──────── EXTRACTED DATA ────────
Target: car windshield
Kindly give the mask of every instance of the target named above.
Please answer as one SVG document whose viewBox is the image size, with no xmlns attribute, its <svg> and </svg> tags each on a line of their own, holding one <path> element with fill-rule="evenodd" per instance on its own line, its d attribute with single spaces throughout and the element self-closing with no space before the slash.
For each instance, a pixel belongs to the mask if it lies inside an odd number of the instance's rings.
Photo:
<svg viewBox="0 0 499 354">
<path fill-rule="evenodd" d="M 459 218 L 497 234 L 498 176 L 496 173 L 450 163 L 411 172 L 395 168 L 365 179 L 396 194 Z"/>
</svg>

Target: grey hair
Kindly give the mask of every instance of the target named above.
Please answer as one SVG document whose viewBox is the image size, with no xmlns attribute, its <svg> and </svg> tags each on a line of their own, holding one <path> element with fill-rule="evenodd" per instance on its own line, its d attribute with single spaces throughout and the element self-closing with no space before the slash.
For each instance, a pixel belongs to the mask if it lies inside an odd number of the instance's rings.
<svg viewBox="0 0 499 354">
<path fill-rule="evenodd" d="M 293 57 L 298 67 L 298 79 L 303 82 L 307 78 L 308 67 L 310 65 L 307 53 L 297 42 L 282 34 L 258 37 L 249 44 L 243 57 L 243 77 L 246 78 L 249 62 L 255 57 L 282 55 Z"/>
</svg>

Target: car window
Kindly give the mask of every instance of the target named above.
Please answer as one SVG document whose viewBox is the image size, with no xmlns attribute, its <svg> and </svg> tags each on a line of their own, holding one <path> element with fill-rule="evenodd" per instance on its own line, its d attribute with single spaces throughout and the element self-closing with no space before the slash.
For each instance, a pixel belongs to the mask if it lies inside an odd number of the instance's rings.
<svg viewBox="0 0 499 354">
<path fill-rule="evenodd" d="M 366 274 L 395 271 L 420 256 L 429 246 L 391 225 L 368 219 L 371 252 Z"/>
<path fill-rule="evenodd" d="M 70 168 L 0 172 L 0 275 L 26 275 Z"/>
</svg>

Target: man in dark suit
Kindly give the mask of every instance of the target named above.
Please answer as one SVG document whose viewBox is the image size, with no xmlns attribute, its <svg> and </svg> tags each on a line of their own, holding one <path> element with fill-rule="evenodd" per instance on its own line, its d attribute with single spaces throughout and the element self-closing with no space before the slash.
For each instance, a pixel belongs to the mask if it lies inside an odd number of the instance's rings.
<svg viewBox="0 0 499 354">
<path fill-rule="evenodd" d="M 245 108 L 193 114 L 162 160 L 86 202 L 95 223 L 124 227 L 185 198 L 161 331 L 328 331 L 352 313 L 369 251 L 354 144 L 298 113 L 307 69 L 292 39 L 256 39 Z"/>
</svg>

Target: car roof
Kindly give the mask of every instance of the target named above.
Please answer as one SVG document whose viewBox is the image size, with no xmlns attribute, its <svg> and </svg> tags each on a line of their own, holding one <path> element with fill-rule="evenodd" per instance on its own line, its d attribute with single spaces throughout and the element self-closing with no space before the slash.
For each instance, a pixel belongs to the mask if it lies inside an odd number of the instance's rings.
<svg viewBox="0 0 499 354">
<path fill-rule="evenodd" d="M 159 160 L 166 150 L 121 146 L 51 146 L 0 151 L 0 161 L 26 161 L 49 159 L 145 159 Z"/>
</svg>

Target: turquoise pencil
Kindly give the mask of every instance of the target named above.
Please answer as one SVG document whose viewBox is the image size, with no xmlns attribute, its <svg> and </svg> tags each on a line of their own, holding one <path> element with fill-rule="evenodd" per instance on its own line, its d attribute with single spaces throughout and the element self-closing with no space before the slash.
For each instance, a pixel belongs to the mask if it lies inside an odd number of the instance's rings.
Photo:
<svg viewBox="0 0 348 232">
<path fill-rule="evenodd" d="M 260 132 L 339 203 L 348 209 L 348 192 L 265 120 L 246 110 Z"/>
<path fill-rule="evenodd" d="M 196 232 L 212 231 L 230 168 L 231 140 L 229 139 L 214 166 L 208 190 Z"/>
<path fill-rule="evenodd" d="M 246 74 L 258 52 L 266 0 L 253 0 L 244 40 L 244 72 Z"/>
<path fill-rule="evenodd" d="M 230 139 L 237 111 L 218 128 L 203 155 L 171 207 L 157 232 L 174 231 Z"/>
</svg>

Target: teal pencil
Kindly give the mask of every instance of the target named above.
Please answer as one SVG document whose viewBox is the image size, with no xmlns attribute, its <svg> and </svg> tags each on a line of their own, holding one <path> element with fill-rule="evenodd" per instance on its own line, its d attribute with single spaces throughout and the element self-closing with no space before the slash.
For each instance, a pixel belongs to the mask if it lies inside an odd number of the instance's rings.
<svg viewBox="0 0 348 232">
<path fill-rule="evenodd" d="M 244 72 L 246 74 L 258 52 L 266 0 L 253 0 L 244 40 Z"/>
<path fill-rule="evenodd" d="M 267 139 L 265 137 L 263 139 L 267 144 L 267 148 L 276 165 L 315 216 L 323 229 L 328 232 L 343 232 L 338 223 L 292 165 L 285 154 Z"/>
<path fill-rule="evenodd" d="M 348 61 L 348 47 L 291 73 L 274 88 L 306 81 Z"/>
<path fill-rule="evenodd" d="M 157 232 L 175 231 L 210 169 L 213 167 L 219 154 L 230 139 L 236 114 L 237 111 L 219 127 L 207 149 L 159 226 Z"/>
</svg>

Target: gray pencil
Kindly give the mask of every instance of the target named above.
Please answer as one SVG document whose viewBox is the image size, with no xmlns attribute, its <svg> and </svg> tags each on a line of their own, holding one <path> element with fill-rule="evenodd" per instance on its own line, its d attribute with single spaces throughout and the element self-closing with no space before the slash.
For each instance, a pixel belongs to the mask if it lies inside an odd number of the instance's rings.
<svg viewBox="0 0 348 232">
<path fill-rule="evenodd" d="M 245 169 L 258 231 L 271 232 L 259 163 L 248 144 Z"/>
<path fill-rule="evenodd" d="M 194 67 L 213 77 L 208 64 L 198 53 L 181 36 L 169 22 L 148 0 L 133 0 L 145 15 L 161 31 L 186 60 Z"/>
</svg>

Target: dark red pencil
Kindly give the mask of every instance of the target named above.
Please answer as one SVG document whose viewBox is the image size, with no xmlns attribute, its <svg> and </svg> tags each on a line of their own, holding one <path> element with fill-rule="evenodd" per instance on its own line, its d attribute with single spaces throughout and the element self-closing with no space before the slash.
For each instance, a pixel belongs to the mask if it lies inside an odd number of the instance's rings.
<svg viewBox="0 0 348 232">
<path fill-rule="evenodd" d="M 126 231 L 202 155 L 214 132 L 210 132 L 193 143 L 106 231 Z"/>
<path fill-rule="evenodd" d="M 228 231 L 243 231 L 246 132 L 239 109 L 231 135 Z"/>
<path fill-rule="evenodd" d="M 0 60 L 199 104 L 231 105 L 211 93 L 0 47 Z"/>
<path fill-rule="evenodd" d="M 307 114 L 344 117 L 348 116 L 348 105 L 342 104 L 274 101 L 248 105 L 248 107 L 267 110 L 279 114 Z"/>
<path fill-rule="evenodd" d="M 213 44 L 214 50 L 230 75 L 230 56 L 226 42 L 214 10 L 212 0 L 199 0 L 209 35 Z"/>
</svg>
────────
──────── EXTRACTED DATA ────────
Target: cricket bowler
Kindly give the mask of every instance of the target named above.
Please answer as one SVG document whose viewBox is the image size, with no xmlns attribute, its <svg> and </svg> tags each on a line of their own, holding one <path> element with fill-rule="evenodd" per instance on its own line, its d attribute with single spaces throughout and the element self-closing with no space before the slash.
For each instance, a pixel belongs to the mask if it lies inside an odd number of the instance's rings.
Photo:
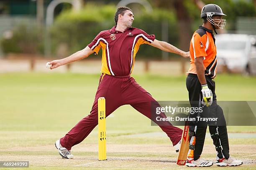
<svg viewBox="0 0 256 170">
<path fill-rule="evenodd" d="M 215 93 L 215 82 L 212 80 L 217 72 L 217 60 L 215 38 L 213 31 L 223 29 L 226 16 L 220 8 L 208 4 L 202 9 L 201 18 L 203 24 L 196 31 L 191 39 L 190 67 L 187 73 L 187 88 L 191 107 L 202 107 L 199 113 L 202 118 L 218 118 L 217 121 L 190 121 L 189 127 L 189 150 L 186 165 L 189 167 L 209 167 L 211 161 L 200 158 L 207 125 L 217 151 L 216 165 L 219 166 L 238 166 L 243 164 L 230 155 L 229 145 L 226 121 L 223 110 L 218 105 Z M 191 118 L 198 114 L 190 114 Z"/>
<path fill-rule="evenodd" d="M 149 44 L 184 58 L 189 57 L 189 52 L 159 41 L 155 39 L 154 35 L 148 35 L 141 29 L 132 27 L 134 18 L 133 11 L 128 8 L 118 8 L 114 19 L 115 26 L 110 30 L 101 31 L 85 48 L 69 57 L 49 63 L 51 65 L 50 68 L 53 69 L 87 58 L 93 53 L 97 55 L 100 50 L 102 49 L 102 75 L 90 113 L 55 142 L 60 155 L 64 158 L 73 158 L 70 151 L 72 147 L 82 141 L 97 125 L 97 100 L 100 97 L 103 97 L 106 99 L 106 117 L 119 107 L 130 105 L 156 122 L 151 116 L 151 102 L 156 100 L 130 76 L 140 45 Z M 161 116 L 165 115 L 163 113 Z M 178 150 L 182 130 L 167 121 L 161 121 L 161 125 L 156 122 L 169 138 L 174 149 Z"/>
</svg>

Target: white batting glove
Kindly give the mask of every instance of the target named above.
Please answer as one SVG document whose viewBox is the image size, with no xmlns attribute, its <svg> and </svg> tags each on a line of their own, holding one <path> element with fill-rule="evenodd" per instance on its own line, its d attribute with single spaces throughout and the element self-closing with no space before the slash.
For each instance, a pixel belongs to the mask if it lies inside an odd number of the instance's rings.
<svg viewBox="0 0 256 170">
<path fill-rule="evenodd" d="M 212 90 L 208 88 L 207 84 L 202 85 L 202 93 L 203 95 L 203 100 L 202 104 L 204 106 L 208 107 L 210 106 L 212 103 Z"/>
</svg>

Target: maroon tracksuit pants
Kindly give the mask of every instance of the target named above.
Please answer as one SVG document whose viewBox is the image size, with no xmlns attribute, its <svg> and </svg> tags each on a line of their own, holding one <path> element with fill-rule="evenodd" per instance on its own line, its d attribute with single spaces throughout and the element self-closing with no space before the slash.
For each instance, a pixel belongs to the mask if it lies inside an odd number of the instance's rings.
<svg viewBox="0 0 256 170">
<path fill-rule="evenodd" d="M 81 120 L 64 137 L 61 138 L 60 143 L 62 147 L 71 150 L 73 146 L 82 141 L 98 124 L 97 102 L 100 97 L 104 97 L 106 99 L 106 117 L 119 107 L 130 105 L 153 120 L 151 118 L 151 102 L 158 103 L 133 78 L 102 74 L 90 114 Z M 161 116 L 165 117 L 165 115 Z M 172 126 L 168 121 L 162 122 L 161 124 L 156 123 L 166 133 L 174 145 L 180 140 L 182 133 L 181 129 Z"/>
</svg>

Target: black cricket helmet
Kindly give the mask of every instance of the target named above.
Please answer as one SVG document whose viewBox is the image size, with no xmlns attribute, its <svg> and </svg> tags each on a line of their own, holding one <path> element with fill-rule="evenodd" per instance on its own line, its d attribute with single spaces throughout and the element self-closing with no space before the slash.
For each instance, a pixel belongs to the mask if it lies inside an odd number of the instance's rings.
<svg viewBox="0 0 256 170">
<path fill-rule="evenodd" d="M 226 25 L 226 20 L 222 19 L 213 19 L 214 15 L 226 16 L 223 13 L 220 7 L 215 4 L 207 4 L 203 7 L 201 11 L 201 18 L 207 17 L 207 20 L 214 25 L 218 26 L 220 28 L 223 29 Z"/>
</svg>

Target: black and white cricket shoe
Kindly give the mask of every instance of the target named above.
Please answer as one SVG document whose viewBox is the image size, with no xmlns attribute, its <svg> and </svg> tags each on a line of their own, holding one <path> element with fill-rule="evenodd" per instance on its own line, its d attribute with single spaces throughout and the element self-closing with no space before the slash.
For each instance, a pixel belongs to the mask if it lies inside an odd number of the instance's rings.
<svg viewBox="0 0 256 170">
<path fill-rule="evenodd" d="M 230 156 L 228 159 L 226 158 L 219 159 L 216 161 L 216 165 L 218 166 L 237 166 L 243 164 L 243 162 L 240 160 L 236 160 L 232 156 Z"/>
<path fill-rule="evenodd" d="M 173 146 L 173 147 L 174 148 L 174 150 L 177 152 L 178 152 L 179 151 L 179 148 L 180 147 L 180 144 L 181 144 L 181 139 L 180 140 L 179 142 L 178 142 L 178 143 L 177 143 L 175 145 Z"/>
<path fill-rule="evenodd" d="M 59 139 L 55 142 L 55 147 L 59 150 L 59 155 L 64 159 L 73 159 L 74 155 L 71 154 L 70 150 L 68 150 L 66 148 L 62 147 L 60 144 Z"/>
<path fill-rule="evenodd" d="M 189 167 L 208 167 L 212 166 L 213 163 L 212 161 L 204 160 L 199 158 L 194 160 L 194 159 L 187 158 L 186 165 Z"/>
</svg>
────────
Starting at the line that contains "Target: teal pencil" and ending after the line that contains "267 139 L 265", write out those records again with "Kindly" changed to "Please" and nothing else altered.

* [THE RESULT]:
Target: teal pencil
Please give the mask of every instance of the target named above.
Please answer as one SVG document whose viewBox is the image size, with no xmlns attribute, its <svg> and </svg> tags each on a line of their own, holding one <path> element with fill-rule="evenodd" per instance on its own line, its d attribute with single spaces throughout and the element self-closing with no space before the slash.
For each instance, a pixel belongs to the mask if it lies inside an odd number of the instance's rings.
<svg viewBox="0 0 348 232">
<path fill-rule="evenodd" d="M 244 72 L 246 74 L 258 52 L 266 0 L 253 0 L 244 40 Z"/>
<path fill-rule="evenodd" d="M 267 139 L 265 137 L 263 139 L 267 144 L 267 148 L 276 165 L 315 216 L 323 229 L 328 232 L 343 232 L 338 223 L 292 165 L 285 154 Z"/>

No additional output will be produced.